§ **What is expected**
Repeat verbatim the lines of the data below, beginning with the line containing "backrest, that would be wonderful." and continuing to the end.

§ **Provided data**
+++

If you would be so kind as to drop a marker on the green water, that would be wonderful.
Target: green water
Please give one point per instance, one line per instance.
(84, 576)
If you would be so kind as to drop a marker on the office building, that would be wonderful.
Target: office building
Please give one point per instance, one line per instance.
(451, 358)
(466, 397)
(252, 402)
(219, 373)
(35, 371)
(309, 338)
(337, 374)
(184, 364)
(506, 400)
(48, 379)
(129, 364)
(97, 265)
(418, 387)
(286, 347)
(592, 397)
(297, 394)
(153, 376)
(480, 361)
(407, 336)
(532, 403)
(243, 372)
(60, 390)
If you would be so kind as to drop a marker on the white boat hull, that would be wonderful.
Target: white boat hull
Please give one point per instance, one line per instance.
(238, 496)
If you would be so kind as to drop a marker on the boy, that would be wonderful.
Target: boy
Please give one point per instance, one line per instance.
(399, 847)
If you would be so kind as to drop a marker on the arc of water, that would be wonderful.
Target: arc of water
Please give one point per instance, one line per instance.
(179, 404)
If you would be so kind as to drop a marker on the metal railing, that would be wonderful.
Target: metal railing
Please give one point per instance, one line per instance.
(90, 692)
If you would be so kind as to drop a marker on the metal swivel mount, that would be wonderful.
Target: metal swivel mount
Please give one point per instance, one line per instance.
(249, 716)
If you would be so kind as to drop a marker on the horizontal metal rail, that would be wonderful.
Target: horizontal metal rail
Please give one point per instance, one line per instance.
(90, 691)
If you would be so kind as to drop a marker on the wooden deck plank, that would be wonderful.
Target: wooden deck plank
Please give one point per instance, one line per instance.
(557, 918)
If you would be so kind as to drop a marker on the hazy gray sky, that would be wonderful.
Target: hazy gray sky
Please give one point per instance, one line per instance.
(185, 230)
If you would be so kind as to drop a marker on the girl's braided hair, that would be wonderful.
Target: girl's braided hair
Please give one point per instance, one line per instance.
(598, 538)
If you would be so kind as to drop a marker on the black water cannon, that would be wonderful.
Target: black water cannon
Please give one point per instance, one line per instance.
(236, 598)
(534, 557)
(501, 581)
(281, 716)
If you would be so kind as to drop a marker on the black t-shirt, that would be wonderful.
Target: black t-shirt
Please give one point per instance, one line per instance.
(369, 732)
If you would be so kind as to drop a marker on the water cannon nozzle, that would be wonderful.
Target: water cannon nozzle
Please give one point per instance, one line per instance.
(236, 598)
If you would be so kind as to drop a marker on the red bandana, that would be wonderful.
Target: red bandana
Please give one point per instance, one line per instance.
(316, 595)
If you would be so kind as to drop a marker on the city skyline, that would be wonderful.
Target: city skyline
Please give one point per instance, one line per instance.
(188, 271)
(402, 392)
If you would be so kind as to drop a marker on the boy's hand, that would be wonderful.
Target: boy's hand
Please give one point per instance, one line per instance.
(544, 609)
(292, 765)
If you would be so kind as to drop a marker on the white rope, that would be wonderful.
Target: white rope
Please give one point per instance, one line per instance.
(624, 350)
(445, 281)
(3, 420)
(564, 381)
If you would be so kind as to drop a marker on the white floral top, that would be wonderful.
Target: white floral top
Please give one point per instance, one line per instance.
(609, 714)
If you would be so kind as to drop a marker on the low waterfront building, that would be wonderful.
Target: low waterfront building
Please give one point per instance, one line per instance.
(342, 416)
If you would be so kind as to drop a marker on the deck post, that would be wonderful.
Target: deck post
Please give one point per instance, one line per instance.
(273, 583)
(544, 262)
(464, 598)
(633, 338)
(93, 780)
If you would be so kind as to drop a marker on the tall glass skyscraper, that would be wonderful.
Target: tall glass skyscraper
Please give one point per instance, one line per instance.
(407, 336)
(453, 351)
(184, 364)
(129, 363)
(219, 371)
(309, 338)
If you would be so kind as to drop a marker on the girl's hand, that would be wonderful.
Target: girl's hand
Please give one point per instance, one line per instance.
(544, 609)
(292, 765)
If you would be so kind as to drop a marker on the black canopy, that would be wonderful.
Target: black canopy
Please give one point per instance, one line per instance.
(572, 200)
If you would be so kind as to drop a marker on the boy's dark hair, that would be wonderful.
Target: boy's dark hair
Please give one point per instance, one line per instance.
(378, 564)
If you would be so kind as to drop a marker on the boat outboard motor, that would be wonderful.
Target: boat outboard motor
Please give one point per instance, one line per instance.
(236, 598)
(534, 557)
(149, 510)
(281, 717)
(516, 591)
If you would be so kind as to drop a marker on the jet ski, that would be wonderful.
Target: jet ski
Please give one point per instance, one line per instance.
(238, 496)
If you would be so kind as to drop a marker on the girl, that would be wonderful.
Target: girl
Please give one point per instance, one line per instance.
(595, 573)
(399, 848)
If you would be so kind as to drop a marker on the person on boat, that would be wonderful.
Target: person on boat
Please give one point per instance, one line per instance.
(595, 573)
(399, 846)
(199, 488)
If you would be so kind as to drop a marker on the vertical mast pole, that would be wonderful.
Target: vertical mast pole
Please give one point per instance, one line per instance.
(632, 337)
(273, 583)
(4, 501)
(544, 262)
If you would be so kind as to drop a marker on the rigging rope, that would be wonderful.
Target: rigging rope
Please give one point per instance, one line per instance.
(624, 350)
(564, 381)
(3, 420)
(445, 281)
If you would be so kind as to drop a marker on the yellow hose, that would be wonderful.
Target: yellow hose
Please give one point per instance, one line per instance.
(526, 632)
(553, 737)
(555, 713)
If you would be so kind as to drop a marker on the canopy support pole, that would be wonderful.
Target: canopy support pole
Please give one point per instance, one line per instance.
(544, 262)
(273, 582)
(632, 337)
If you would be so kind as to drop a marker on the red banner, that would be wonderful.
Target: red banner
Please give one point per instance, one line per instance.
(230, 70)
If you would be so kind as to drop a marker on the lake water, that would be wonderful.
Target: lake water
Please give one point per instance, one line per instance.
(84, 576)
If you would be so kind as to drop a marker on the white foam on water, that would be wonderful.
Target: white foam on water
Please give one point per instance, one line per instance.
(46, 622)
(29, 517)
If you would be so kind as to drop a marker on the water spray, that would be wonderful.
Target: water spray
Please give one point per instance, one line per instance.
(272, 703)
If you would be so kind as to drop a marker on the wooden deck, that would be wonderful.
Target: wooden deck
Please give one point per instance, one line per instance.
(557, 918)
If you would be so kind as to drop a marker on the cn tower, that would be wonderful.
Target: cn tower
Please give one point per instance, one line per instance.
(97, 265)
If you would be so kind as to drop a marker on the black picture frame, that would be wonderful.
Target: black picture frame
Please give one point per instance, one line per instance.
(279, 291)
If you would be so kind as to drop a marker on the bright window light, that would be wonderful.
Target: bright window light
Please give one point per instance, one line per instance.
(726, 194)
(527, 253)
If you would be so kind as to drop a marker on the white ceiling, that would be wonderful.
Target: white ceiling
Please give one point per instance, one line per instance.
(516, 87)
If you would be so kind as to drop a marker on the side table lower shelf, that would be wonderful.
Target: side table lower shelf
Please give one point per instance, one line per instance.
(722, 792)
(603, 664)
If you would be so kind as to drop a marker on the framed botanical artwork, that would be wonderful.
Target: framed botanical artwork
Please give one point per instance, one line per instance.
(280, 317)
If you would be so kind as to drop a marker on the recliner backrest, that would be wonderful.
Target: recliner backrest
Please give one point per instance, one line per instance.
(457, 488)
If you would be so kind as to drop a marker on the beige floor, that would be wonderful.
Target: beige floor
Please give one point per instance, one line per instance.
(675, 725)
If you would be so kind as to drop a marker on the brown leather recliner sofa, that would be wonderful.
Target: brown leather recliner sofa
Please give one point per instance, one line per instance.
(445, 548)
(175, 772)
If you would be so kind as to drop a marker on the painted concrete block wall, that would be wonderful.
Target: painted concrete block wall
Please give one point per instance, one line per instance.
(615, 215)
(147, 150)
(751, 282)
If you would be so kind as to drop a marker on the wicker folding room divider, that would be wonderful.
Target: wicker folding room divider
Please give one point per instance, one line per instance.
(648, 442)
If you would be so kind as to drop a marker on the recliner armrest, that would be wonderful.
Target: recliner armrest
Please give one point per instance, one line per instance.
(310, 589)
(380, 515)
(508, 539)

+++

§ **The completed task**
If you would be so kind as to drop a marker on the recliner backrest, that would be wonderful.
Target: recliner backrest
Please give one point per instance, one line per instance.
(457, 488)
If you would be so kind as to drop a marker on the beige floor, that would be wonderful.
Target: beige floor
Please give one point per instance, one line per instance.
(675, 725)
If you would be so kind as to drop a marker on the brown leather recliner sofa, that would be wonderful.
Target: brown leather recliner sofa
Please give one point per instance, one line per instance.
(445, 548)
(175, 772)
If you would be so kind as to drop a marker on the painted concrete block wall, that would be wonderful.
Target: painted concrete block wall
Please give one point per instance, one line per instance.
(615, 215)
(147, 150)
(751, 282)
If you would be so kind as to drop a marker on the wicker folding room divider, that would be wonderful.
Target: wicker folding room divider
Please give one point per instance, one line per instance.
(648, 442)
If you would be so kind as to drop a marker on the recliner armrest, that would be wonderful.
Target: recliner armrest
Please give one point per instance, one line per instance.
(310, 589)
(380, 515)
(508, 539)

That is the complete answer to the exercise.